- **What the task asks**
Put this sentence from the text on hemorrhoids into Spanish: "The two causes you cannot change include getting older and pregnancy."

- **Excerpted text**
· · ·

Causes of Hemorrhoids

There are a few different reasons that the veins swell, most of which are preventable.

For instance, it is not a wives' tale -- sitting on the toilet for too long can cause hemorrhoids. Some other avoidable causes include:

  • Straining to pass a bowel movement
  • Chronic irregularity (constipation or diarrhea)
  • Low or no fiber in your diet

The two causes you cannot change include getting older and pregnancy.

Almost half of all adults will suffer hemorrhoids at least once in their life by the age of 50, and the majority of mothers either develop them near the end of the third trimester or during a vaginal delivery.

Symptoms of Hemorrhoids

Hemorrhoids are very common and usually aren't a cause for concern, however, the symptoms that herald these swollen veins should not be ignored. Rectal bleeding is one of the most common symptoms that you have a hemorrhoid, but it can also be a sign of colorectal cancer. Whether the blood is in the bowl, on the stool, or just a smear on your toilet paper, rectal bleeding should not be ignored. Likewise, some people with external hemorrhoids can feel a lump or hardened area on their anus. A lump or bump should never be ignored as it could potentially be a sign of anal cancer. Some other, more benign signs of hemorrhoids include:

  • Itching or burning around the anus
  • Pain in the rectum or inability to find a comfortable sitting position
  • Discomfort with passing large or hard stools

Getting Diagnosed With Hemorrhoids

Your doctor will perform a rectal examination. While external hemorrhoids are typically easy to spot, internal hemorrhoids are usually only diagnosed when they bleed or are found by chance during a colonoscopy.

If the cause of your symptoms is unclear, your doctor may order further tests including a barium enema x-ray, a sigmoidoscopy or a colonoscopy.

Treatment For Hemorrhoids

For the most part, hemorrhoids will resolve on their own. It may take a few days or a few weeks, depending on the cause. Try to eliminate the reason you developed the hemorrhoid in the first place. If you continue to have constipation or sit on the toilet for hours each day, your hemorrhoids may become chronic, which means that they stay around for awhile. Likewise, if your stools are irregular, try adding more natural fiber to your diet and drink plenty of water.

· · ·

- **Extracted records**

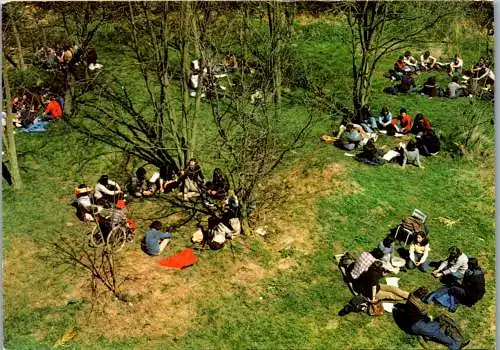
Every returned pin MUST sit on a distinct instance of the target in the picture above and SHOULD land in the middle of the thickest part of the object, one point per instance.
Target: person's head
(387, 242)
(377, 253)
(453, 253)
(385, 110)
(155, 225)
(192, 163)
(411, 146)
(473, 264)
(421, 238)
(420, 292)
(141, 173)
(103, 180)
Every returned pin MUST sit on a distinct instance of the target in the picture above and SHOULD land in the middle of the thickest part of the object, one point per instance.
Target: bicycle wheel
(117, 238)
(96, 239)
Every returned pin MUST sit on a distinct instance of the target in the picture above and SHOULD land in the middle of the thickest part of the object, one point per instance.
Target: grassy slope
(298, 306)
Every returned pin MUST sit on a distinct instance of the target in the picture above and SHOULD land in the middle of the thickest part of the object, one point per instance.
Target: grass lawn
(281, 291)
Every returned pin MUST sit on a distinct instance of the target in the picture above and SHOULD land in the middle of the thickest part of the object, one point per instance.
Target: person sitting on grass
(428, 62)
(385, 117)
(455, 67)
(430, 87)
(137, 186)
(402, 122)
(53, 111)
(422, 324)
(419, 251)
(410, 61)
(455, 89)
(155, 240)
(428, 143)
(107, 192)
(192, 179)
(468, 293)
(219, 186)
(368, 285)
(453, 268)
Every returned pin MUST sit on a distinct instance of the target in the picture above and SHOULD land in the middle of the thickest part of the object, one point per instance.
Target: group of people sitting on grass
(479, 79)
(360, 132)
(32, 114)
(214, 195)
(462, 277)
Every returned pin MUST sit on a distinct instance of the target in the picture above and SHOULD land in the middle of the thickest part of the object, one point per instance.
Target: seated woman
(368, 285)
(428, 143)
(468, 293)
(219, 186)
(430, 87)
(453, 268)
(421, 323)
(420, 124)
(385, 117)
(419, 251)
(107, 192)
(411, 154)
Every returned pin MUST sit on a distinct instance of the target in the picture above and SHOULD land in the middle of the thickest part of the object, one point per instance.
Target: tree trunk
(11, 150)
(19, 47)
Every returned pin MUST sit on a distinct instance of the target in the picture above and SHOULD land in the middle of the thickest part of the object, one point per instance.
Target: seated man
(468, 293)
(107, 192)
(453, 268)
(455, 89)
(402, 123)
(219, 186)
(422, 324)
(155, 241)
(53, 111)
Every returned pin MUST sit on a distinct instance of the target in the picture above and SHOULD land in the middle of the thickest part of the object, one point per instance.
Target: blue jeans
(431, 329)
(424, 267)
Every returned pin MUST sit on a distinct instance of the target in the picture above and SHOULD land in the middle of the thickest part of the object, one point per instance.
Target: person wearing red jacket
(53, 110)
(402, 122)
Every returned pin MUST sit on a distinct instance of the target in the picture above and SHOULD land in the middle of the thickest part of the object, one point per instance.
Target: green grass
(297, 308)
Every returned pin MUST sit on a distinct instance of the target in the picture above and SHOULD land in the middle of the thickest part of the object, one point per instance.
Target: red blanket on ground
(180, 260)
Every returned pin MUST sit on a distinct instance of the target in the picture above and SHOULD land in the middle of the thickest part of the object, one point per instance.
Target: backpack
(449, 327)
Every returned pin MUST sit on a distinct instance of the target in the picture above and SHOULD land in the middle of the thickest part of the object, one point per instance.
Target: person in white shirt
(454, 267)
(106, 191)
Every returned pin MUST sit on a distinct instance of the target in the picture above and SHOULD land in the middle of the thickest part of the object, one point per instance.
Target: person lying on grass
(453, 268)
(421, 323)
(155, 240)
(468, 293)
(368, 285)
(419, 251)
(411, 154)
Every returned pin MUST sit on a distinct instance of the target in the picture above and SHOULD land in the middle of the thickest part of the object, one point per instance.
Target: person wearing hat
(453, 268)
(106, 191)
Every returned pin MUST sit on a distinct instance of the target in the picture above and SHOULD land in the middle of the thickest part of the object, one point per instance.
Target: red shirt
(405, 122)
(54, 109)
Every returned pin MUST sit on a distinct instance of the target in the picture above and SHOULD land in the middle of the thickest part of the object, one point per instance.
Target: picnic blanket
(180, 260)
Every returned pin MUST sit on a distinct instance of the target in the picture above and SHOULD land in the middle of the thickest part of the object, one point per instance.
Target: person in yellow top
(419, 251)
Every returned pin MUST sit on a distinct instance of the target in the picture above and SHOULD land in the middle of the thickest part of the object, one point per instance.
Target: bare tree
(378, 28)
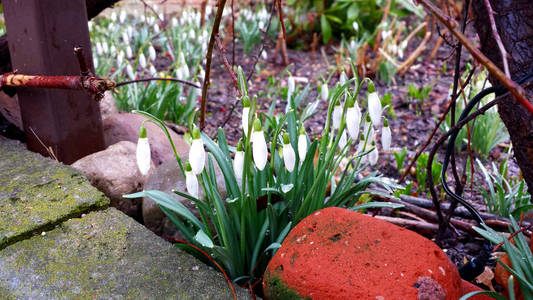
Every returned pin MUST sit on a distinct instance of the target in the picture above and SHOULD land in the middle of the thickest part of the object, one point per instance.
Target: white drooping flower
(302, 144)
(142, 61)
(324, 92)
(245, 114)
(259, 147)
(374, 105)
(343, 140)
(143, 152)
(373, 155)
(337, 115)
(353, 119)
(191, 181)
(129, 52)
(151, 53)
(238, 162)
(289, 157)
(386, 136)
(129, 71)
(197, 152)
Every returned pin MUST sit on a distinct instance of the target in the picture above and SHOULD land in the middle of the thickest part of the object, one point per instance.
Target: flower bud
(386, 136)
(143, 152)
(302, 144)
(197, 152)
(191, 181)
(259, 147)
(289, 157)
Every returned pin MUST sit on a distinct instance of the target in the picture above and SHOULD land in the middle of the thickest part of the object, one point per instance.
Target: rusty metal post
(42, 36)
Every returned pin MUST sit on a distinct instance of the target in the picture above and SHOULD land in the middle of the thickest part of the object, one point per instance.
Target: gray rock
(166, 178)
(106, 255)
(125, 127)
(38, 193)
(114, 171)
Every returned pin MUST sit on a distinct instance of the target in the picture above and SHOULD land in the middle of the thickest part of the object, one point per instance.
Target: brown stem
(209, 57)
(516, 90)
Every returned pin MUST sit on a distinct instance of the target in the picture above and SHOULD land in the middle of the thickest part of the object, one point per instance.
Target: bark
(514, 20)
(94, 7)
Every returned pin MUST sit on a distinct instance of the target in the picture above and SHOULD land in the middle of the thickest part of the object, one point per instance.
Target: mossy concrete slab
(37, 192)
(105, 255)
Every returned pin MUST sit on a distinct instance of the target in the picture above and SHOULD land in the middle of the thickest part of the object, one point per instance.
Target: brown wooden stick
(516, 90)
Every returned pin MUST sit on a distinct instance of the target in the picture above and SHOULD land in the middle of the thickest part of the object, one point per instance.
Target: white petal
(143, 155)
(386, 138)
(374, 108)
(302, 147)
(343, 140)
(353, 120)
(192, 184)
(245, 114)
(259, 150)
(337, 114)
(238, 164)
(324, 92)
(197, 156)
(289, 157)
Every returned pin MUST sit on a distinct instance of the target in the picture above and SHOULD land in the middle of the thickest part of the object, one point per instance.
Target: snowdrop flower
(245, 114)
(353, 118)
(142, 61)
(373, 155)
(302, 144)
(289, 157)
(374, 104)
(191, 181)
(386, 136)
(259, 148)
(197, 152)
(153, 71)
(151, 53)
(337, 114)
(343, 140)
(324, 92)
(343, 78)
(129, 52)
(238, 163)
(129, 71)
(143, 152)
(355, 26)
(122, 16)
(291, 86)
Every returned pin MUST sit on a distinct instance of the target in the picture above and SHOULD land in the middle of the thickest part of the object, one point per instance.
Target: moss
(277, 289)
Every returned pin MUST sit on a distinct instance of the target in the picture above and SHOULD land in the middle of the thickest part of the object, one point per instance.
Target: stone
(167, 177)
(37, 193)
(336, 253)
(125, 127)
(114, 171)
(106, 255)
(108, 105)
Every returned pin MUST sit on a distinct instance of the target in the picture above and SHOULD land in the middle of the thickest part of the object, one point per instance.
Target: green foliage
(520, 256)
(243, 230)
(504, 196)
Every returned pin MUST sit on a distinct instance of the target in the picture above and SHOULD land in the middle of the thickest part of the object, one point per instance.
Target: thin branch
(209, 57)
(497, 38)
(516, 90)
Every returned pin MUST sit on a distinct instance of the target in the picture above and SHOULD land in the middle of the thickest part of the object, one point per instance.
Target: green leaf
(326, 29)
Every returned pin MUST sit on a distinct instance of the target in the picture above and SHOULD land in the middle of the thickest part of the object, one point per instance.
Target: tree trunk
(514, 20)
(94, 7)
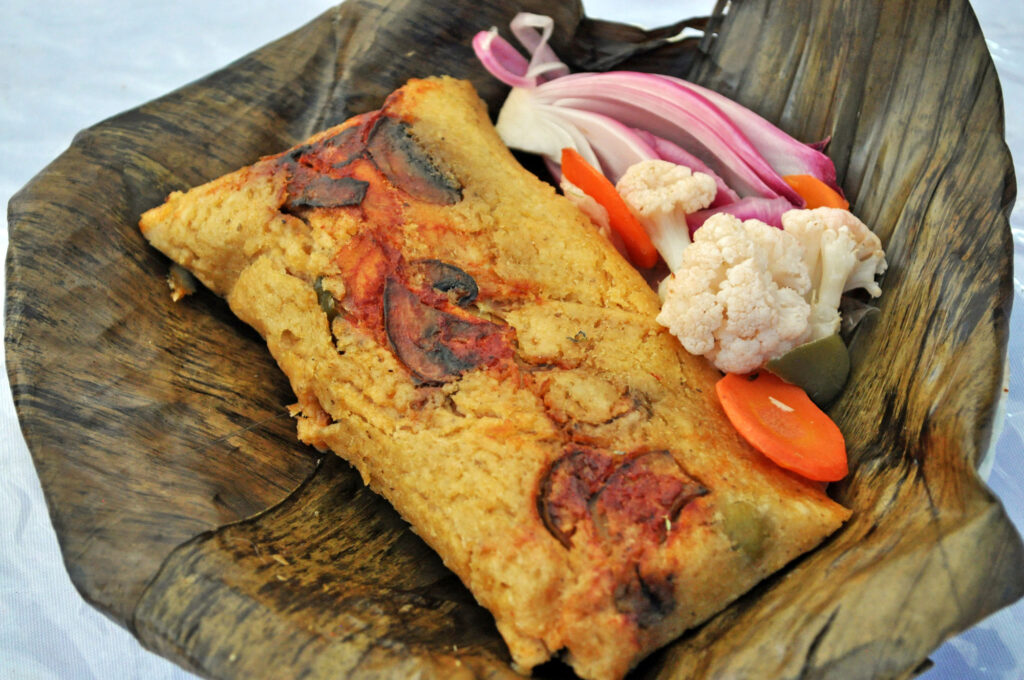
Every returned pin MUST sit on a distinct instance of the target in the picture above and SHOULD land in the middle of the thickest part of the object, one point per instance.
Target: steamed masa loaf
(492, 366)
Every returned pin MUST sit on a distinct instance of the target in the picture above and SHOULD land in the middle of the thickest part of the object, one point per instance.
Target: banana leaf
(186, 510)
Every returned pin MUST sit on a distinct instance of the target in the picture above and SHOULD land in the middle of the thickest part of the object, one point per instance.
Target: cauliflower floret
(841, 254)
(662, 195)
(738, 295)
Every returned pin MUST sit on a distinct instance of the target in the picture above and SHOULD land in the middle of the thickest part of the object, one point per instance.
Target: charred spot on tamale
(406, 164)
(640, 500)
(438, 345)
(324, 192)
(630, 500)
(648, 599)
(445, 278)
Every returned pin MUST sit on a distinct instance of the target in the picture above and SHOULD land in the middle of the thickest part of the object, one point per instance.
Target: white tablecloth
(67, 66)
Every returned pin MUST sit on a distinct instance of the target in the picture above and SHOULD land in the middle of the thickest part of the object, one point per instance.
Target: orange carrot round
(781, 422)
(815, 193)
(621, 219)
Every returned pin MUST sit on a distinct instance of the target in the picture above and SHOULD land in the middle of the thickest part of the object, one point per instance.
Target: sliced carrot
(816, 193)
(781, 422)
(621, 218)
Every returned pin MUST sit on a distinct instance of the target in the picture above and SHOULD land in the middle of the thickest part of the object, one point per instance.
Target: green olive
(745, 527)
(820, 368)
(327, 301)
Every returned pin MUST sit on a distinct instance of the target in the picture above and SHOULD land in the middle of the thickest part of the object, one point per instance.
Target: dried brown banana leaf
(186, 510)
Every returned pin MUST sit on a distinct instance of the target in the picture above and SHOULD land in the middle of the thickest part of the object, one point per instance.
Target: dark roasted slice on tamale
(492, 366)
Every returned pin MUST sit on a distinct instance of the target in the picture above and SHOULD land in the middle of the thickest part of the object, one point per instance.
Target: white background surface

· · ·

- **Solution for this problem**
Las dos causas que no puedes cambiar incluyen envejecer y el embarazo.